→ YOUR ASSIGNMENT:
What lines in the data hold the string "snow"? Show them.

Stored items
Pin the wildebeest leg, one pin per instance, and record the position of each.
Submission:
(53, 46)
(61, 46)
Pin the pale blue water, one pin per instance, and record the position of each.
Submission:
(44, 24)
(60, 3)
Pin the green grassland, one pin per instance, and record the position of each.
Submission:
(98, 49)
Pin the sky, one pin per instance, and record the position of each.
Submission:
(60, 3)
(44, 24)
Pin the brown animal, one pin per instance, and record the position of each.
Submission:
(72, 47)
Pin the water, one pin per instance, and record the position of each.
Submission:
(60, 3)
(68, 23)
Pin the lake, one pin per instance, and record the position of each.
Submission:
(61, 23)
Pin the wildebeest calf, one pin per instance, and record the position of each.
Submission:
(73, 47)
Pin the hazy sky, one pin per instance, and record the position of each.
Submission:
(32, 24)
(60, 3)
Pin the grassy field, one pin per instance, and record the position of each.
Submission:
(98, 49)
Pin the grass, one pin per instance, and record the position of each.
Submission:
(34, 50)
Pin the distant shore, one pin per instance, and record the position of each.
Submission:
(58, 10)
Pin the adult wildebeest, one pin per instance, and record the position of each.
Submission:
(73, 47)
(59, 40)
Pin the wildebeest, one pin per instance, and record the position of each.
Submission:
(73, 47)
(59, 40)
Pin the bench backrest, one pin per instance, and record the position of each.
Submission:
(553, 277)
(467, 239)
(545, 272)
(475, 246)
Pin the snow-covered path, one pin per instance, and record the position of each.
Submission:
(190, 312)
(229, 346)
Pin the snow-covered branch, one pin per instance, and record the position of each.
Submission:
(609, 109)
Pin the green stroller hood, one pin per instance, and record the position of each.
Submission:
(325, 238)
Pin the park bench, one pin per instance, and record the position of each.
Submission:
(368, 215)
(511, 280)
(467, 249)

→ TASK ANSWER:
Pin the snow-covered path, one pin per instance, and record the position of each.
Pin the snow-covered branch, one pin per instance, and record the position of each.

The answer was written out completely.